**The exercise:** Return the lines below exactly, starting with the line that contains "the black pants" and stopping after the last line.

**Records excerpted from a collection:**
## begin

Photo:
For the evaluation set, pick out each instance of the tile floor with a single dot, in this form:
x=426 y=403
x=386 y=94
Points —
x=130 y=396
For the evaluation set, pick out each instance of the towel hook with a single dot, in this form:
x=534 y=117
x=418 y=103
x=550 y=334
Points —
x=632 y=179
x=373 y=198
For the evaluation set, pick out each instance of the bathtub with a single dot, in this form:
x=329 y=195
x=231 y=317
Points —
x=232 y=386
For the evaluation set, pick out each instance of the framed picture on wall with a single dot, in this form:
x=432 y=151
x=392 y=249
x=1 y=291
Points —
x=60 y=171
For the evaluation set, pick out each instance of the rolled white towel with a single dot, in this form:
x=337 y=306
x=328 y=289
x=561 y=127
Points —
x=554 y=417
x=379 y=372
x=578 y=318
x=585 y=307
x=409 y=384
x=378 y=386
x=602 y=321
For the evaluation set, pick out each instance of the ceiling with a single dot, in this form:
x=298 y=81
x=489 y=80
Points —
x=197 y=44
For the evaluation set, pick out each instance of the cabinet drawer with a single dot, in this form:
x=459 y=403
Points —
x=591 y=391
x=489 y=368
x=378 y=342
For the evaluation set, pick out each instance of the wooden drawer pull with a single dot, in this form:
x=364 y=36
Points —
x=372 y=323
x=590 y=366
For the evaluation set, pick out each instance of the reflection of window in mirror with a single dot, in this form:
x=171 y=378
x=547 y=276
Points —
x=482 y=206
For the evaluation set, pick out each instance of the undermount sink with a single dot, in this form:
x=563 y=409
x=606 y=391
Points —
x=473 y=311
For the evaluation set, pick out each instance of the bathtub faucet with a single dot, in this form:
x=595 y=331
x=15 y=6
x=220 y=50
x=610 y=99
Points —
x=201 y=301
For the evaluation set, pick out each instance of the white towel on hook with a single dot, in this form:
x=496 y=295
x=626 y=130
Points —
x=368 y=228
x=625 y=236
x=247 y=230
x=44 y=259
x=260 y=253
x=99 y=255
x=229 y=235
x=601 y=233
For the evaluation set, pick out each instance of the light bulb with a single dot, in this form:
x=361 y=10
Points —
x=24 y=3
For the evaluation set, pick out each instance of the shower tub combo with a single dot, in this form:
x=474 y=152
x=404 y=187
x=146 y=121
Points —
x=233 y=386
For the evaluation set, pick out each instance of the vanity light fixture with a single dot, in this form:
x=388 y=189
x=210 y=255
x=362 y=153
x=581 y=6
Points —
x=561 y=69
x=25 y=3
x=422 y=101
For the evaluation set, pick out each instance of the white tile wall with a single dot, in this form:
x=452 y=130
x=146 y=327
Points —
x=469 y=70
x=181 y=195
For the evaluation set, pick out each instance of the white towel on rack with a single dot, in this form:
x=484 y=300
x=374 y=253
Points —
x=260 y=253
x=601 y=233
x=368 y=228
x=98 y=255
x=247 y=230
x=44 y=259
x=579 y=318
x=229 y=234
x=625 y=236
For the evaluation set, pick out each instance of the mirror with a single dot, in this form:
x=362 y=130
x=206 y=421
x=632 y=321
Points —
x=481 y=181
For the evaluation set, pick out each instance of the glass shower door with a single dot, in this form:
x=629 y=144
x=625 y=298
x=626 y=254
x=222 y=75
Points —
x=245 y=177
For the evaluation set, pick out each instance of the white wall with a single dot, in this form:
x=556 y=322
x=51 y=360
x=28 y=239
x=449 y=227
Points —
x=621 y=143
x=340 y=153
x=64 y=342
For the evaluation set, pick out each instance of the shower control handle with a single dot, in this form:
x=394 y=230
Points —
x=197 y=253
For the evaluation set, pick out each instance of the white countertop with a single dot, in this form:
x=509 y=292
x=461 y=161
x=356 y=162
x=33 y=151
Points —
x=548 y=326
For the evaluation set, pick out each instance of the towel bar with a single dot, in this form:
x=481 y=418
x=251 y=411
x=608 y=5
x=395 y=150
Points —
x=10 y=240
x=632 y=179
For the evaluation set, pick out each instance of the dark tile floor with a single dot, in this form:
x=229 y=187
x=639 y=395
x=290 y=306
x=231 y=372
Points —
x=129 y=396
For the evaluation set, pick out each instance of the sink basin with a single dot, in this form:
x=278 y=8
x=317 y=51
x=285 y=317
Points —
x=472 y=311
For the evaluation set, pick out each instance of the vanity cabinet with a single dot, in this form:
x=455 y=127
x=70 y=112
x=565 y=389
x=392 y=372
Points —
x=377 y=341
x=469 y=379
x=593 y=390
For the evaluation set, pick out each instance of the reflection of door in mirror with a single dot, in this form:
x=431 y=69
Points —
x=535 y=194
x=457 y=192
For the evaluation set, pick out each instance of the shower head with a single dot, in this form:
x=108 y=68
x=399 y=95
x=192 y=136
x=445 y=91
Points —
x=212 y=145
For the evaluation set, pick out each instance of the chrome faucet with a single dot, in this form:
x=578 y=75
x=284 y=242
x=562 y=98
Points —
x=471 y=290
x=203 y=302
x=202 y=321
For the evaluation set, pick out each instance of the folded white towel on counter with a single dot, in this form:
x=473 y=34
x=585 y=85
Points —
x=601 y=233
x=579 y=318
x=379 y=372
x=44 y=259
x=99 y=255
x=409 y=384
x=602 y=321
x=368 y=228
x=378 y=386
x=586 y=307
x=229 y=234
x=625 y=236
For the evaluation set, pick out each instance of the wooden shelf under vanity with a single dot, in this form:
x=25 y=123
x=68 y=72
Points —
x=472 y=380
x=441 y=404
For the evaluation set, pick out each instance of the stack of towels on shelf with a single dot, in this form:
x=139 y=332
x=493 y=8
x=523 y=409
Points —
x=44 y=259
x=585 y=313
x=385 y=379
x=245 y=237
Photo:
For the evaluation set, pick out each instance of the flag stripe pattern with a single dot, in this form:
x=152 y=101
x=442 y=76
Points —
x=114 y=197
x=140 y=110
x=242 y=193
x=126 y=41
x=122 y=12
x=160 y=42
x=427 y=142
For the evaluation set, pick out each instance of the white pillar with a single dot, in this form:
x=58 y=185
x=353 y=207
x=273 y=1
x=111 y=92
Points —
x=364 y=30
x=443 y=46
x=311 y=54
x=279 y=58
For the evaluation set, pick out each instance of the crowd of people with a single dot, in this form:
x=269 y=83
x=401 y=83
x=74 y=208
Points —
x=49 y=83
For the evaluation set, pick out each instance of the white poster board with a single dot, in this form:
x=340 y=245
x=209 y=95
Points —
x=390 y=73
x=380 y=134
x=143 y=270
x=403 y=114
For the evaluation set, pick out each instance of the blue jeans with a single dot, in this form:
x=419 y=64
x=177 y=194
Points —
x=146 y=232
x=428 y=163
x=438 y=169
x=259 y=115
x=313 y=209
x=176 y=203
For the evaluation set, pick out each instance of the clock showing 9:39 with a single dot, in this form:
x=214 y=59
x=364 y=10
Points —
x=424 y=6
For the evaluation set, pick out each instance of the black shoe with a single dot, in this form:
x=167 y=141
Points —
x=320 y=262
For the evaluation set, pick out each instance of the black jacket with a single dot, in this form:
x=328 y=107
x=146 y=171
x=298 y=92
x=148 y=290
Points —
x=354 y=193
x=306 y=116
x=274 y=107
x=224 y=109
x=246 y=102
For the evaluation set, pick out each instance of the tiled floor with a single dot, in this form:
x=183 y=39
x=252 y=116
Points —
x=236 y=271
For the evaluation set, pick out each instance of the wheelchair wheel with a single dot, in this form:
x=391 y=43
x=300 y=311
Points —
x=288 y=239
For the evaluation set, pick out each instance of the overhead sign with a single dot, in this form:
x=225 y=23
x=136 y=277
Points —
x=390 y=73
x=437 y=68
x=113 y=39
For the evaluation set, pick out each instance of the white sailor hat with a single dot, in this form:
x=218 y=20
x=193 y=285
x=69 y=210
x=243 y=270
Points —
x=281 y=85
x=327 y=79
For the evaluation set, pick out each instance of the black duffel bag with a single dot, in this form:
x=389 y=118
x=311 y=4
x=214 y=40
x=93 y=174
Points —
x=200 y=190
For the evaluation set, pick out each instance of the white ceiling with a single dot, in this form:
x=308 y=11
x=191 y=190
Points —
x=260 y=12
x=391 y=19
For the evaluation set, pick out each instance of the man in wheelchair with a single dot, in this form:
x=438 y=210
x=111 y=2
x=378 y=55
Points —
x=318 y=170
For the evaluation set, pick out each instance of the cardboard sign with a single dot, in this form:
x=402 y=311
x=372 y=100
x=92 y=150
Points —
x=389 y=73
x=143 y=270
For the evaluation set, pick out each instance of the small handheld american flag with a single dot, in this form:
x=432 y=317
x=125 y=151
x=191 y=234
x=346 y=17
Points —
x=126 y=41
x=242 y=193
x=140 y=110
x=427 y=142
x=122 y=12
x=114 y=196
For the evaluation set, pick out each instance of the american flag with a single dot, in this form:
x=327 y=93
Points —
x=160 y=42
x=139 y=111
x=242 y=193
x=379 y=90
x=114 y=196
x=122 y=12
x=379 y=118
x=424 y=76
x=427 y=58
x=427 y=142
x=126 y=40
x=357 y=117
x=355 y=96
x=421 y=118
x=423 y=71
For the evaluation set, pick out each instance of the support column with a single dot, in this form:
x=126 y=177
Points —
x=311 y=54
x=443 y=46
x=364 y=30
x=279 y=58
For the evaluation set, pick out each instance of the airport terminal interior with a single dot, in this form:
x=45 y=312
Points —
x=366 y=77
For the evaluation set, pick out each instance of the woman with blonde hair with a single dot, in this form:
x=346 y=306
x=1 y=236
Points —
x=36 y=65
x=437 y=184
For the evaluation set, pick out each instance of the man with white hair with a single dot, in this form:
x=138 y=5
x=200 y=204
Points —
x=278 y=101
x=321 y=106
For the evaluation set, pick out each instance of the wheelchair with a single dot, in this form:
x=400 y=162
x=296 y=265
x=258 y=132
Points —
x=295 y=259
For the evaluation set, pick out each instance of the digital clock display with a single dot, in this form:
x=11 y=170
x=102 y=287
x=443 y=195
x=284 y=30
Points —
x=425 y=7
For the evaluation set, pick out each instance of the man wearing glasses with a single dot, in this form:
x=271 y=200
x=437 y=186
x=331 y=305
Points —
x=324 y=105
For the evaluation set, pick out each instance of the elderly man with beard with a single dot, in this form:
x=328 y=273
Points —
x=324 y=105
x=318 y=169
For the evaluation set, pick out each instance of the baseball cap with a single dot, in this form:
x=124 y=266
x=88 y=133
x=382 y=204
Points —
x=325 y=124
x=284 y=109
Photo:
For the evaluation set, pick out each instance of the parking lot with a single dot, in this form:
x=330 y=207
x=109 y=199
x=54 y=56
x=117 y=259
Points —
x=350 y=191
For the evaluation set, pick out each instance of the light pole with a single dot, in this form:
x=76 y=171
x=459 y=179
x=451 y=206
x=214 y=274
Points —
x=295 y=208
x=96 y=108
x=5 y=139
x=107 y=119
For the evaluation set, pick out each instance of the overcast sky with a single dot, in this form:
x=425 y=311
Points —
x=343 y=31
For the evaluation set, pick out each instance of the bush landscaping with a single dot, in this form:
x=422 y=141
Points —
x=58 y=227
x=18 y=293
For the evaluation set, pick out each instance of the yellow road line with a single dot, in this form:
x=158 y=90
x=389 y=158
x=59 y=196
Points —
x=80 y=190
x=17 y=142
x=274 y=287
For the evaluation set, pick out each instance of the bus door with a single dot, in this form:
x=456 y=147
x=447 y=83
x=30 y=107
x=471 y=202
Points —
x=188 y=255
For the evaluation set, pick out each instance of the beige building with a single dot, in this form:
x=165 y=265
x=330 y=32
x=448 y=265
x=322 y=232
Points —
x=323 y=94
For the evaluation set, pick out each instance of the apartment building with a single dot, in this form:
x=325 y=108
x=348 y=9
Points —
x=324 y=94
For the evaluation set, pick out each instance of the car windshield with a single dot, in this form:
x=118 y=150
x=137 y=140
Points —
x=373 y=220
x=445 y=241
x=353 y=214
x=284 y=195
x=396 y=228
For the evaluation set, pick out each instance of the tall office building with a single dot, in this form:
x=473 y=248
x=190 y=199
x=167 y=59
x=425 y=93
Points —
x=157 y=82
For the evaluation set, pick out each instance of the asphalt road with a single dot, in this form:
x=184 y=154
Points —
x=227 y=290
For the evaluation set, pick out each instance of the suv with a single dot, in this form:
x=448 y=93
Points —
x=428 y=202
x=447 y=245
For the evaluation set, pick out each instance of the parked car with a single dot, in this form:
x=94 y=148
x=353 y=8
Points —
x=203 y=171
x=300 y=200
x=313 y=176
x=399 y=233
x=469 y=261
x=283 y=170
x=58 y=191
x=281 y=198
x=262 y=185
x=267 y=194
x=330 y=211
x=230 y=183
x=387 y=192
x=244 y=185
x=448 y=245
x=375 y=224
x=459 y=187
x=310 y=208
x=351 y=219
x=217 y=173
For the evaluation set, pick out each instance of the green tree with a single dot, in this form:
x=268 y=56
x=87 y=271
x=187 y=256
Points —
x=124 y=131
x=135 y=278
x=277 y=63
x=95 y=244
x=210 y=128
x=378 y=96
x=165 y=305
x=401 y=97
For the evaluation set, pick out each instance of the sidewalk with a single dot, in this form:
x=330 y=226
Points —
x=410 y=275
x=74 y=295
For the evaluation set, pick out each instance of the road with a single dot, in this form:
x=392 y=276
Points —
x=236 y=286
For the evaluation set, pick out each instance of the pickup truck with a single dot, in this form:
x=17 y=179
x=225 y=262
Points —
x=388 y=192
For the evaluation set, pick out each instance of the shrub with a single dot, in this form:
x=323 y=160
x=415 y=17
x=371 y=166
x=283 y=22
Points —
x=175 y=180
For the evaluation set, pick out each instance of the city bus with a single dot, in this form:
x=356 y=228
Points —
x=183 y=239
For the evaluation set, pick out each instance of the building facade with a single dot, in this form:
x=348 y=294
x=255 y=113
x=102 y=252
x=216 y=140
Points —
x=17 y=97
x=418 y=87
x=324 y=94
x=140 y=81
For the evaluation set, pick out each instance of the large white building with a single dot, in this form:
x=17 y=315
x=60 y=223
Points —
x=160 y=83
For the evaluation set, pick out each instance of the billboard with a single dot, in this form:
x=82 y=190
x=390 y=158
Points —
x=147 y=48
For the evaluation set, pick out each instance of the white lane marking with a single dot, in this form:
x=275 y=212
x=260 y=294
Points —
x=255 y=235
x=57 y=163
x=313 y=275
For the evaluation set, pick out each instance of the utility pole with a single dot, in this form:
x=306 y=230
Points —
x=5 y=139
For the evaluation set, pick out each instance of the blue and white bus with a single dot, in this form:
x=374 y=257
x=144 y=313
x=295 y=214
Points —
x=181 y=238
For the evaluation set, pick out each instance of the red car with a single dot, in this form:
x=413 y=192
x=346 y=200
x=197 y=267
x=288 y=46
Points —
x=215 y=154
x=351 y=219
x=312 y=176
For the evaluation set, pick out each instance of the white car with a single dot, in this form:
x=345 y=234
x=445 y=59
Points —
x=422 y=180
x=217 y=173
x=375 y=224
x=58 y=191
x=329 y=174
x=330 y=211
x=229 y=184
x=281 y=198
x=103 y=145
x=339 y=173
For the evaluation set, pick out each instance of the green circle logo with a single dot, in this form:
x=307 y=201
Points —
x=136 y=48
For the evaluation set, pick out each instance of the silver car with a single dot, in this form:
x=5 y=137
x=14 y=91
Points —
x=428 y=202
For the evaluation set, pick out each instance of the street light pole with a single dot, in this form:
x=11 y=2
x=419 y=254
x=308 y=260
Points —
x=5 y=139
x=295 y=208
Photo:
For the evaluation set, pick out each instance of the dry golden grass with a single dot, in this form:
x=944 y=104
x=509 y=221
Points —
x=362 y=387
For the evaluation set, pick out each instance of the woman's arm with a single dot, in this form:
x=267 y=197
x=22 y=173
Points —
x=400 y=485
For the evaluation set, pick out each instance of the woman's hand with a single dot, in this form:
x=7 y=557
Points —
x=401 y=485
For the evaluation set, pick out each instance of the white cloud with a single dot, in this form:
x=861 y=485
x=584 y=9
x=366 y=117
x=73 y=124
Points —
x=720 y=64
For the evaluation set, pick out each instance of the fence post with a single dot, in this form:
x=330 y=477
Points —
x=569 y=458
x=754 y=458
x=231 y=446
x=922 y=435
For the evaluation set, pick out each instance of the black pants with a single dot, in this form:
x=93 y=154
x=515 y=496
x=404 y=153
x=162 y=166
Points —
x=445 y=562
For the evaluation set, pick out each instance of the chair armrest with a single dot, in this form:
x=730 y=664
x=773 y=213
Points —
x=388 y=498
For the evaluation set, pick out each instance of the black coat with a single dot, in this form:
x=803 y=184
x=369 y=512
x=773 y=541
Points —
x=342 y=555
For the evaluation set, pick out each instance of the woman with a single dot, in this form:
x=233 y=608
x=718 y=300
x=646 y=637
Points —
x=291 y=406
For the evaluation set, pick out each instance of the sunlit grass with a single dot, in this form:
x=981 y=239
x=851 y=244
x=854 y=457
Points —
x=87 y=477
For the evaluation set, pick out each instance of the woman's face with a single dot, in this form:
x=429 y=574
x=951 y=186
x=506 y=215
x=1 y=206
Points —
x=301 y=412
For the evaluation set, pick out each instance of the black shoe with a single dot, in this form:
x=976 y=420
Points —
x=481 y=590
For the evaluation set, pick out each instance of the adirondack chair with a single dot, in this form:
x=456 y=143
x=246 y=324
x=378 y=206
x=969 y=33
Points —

## end

**Task output:**
For the evaluation set, pick out each instance of the black pants with a single dot, in this form:
x=93 y=154
x=515 y=496
x=404 y=153
x=162 y=166
Points —
x=445 y=562
For the evaluation set, pick out each instance of the chair armrest with a single dot, in this form:
x=730 y=664
x=773 y=213
Points —
x=388 y=498
For the evaluation set, pick out each instance of the black coat with a single dot, in this form:
x=803 y=184
x=369 y=512
x=773 y=541
Points —
x=342 y=555
For the evaluation set, pick out each instance of the woman with a single dot, in this form:
x=233 y=608
x=718 y=300
x=646 y=637
Points —
x=291 y=406
For the evaluation set, pick out each instance of the sunlit grass with a single dot, in this form:
x=981 y=239
x=851 y=244
x=854 y=457
Points —
x=87 y=477
For the evaluation set, pick out each instance of the woman's face with a single dot, in this form:
x=429 y=574
x=951 y=186
x=506 y=215
x=1 y=206
Points —
x=301 y=412
For the evaluation set, pick out each instance of the black shoe with a single dot, in this form:
x=976 y=420
Points —
x=481 y=590
For the evaluation set, pick out each instance of the adirondack chair with a single dot, in this form:
x=456 y=143
x=246 y=324
x=378 y=206
x=969 y=33
Points —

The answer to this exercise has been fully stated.